* **Text section**:
⟨

Variant Table and Visual Spoofing

Variant table is not logical. Only ളള and ള്ള makes sense. None of the other entries should be considered as spoofing. ന്ത and ന്ന is not even close. Mirror images are already used in Latin, eg. b and d. Hence സ്സ and ഡ്ഡ cannot be blocked. Moreover it is not clear why the same logic does not apply for സ and ഡ. It did not consider the case of ററ and non stacked form of റ്റ common in new lipi.

CDAC's Response : The variant table is based on the observations how Malayalam characters and conjuncts are rendered in the address bars of standard browsers like IE, Mozilla and Safari. While ന്ത and ന്ന are perfectly rendered in Mozilla and Safari, they are not legibly rendered in various versions of IE. The mirror imaged nature of the glyphs was not the criterion for the two glyphs to be qualified as variants. Also note that the variant table is not a full-proof mechanism which can prevent spoofing.

⟩

* **Dataset**:
⟨

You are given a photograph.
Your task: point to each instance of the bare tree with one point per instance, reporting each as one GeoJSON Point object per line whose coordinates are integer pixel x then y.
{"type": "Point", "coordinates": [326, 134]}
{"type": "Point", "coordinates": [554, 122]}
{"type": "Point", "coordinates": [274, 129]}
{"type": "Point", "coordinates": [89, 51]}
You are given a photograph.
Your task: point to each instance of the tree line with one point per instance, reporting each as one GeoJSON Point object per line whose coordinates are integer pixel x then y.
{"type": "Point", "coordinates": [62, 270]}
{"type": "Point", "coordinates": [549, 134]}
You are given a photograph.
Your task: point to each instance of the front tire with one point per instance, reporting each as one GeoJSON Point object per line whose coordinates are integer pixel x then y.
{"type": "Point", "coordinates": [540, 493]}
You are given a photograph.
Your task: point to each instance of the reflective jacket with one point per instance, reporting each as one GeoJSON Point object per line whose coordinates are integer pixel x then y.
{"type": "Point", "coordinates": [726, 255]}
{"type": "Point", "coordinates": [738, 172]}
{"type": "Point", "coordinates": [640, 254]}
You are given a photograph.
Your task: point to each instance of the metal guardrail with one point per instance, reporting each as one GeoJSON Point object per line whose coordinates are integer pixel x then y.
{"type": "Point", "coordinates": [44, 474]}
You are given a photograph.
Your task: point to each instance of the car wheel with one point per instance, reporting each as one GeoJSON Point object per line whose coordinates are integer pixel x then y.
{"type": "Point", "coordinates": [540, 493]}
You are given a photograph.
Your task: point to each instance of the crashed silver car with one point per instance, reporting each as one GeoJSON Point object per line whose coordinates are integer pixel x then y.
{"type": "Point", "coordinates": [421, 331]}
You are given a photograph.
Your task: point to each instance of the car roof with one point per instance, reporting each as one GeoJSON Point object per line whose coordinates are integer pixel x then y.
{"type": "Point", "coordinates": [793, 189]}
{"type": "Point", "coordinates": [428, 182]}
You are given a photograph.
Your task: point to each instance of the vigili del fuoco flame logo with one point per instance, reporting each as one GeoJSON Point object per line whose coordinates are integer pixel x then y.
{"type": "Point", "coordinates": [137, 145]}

⟩

* **Exercise**:
Duplicate the part of the Malayalam variant table text above that opens with the words containing "Variant table is not logical." and closes with "in new lipi.".

* **Exercise result**:
Variant table is not logical. Only ളള and ള്ള makes sense. None of the other entries should be considered as spoofing. ന്ത and ന്ന is not even close. Mirror images are already used in Latin, eg. b and d. Hence സ്സ and ഡ്ഡ cannot be blocked. Moreover it is not clear why the same logic does not apply for സ and ഡ. It did not consider the case of ററ and non stacked form of റ്റ common in new lipi.